**REQUIREMENTS:** Rewrite all of the data below in full. Shift every answer coordinate by adding 136 to both of its numbers, and omit the pictures.

**GIVEN INFORMATION:**
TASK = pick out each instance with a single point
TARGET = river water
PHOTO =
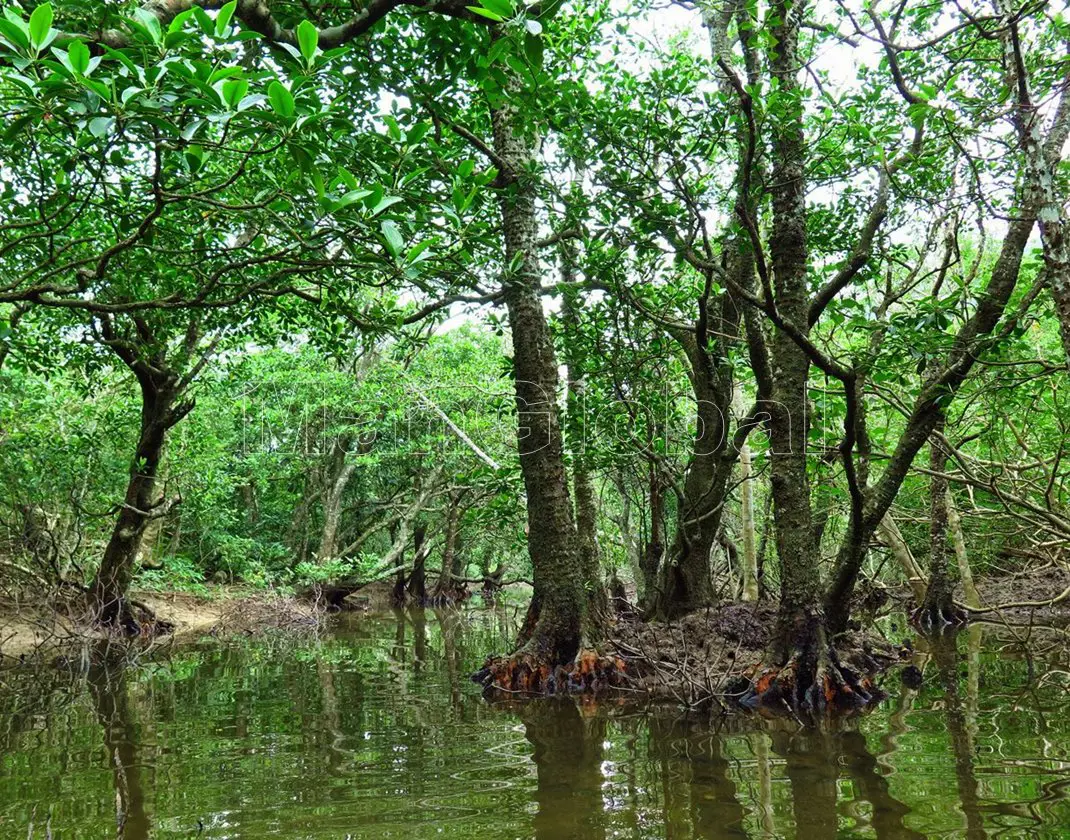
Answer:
(373, 731)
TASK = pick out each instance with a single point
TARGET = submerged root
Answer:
(938, 616)
(131, 619)
(822, 681)
(589, 672)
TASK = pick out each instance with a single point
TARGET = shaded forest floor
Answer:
(44, 627)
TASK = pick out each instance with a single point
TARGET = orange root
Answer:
(526, 673)
(828, 686)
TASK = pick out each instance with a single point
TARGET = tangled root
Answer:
(827, 686)
(529, 673)
(937, 616)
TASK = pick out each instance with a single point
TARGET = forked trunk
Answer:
(586, 510)
(339, 474)
(803, 669)
(937, 610)
(651, 561)
(141, 504)
(548, 658)
(417, 581)
(451, 586)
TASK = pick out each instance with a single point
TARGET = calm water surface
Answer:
(375, 732)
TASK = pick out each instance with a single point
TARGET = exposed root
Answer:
(132, 619)
(936, 616)
(818, 681)
(589, 672)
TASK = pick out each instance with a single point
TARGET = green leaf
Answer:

**WRITTEN ANSWER:**
TASK = pick out each instance with a single point
TARGET = river water
PHOTO =
Answer:
(509, 867)
TASK = pick out each instance with a single point
TARGET = submerged root
Answer:
(1074, 752)
(267, 755)
(958, 817)
(725, 808)
TASK = pick out each instance with a single point
TARGET = shaded forest floor
Answer:
(180, 763)
TASK = pick out each instance with a single point
TARGET = orange root
Answer:
(662, 809)
(964, 822)
TASK = pick out each instance with a single point
TARGET = tangled root
Answer:
(963, 822)
(665, 809)
(1073, 752)
TASK = pick out each instance with a single point
TARGET = forked trunk
Answer:
(722, 646)
(475, 610)
(939, 805)
(1073, 746)
(787, 697)
(277, 640)
(684, 794)
(553, 717)
(587, 722)
TASK = pick out each instance with a single point
TARGET = calm water surface
Answer:
(511, 868)
TASK = pick out each instance with a single point
TARGET = exposed root
Answer:
(268, 755)
(1072, 752)
(954, 817)
(725, 808)
TASK = pick out each instance with a single point
TARGET = green leaf
Answer:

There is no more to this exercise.